Provided data =
═══
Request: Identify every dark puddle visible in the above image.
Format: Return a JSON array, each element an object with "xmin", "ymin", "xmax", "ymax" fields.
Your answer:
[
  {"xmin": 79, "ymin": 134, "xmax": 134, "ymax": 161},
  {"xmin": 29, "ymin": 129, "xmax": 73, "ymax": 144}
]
═══
Task prompt = Please print the lines from the one containing "Format: Return a" through the last line of the material, exactly, and leave out all other lines.

Solution for this task =
Format: Return a JSON array, each element an object with "xmin", "ymin", "xmax", "ymax" fields.
Your answer:
[
  {"xmin": 79, "ymin": 134, "xmax": 134, "ymax": 161},
  {"xmin": 29, "ymin": 129, "xmax": 73, "ymax": 144}
]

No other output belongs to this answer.